TASK BRIEF. Render this sentence from the article on Tedros and the WHO in Spanish: "The viral disease, which can be fatal, had long circulated in West Africa."

The report said the agency fumbled key decisions involving airborne transmission and the use of face masks. The commission even noted that Tedros himself had held a closed-door meeting of virologists, public health researchers and some government representatives on 22 January 2020, as the virus spread – but failed to declare the growing outbreak a “public health emergency of international concern,” its most serious classification, until a week later.
Tedros says he was first made aware of the new “viral pneumonia” spreading in Wuhan at 5pm on New Year’s Eve, 2019, when he received a routine text alert from his emergencies team.
“It’s very difficult to say anything at that stage,” Tedros later recalled. But, he said, “every signal that comes worries us. Every single one of them.”
Much of the world appears ready to move on. Even President Biden recently declared the pandemic “over,” and the virus was overshadowed by war and the economy at the opening of the United Nations General Assembly in New York last week.
But for Tedros, who says the end of the pandemic is in sight, “we are not there yet.” Thousands of people around the world are still dying of Covid-19 every week, and poorer nations still lack vaccines. In Washington, he wanted to make sure that the United States stays focused on global health and will rally support for a stronger WHO moving forward.
Tedros is already flexing muscles previous directors general have not, moves that experts say have empowered both the agency and its chief. In July, he unilaterally declared monkeypox a “public health emergency of international concern,” after a panel of experts convened by the WHO failed to reach a consensus.
The viral disease, which can be fatal, had long circulated in West Africa. But it began rapidly spreading earlier this year and now there are more than 60,000 reported cases.
Tedros justified the move by saying he only acted because the panel couldn’t agree – but then admitted he would have overruled the experts if they decided against the emergency label.
“I would have. I was convinced,” he says of the monkeypox threat.
For some, the decision signalled a major shift in the behaviour – and potential power – of a WHO director general. None of Tedros’s predecessors “in the history of the WHO” had ever sidestepped an expert panel to declare an emergency, said Gostin.
It was the latest example of Tedros’s increasingly bold decision-making, as he pushes for sweeping reform of the global health infrastructure.
“He’s willing to take political and personal risks with his own reputation,” Gostin says.
Indeed, Tedros is now staking his legacy on a bold and controversial project, an effort he hopes will produce a new deal among states on how to prepare for and respond to a pandemic.

DATA PROVIDED.
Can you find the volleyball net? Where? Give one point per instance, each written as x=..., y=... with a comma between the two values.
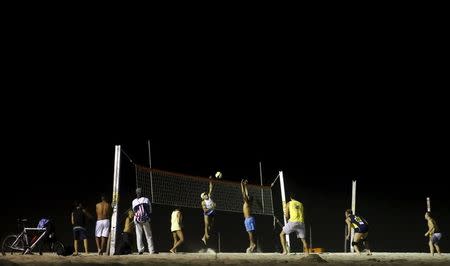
x=182, y=190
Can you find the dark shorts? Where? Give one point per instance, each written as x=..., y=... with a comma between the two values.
x=79, y=233
x=209, y=213
x=250, y=224
x=436, y=237
x=362, y=229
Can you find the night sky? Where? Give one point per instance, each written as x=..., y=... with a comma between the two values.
x=65, y=152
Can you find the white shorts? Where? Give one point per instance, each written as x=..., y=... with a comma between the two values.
x=102, y=228
x=298, y=228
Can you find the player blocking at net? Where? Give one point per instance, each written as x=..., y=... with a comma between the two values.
x=208, y=207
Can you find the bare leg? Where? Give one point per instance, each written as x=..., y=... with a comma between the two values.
x=174, y=235
x=431, y=247
x=305, y=246
x=97, y=241
x=283, y=242
x=366, y=244
x=180, y=235
x=437, y=249
x=85, y=246
x=102, y=247
x=357, y=239
x=206, y=235
x=251, y=239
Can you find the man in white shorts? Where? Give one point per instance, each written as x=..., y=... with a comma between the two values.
x=293, y=210
x=103, y=224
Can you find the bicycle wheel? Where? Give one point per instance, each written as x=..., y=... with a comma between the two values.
x=9, y=247
x=58, y=248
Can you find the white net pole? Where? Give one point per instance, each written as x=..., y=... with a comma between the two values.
x=283, y=201
x=115, y=201
x=354, y=212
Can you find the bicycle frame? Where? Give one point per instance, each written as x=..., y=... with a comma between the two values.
x=24, y=236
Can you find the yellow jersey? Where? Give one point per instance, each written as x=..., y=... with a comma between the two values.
x=295, y=211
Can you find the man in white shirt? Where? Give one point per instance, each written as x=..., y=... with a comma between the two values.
x=142, y=210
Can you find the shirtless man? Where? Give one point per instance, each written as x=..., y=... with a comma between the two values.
x=249, y=222
x=361, y=227
x=208, y=207
x=103, y=224
x=434, y=234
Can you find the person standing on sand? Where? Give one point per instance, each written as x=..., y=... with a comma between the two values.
x=103, y=224
x=434, y=234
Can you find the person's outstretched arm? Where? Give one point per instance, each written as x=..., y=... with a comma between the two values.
x=210, y=187
x=286, y=209
x=244, y=195
x=349, y=228
x=430, y=229
x=246, y=189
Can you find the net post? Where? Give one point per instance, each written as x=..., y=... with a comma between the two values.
x=354, y=212
x=218, y=240
x=283, y=202
x=150, y=165
x=262, y=191
x=345, y=239
x=115, y=201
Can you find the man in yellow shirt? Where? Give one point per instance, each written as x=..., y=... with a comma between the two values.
x=293, y=210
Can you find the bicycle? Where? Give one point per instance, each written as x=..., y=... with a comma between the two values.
x=23, y=244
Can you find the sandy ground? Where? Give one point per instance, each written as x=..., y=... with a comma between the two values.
x=232, y=259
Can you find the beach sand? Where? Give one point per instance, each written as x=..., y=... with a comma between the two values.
x=231, y=259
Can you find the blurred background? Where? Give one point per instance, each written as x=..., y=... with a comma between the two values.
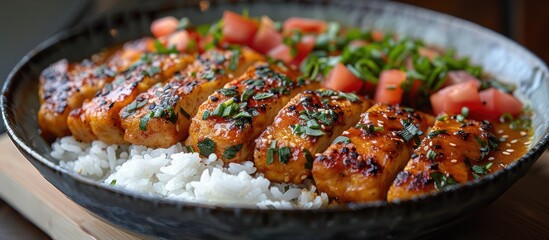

WRITTEN ANSWER. La enfermedad viral, que puede ser mortal, había circulado durante mucho tiempo en África Occidental.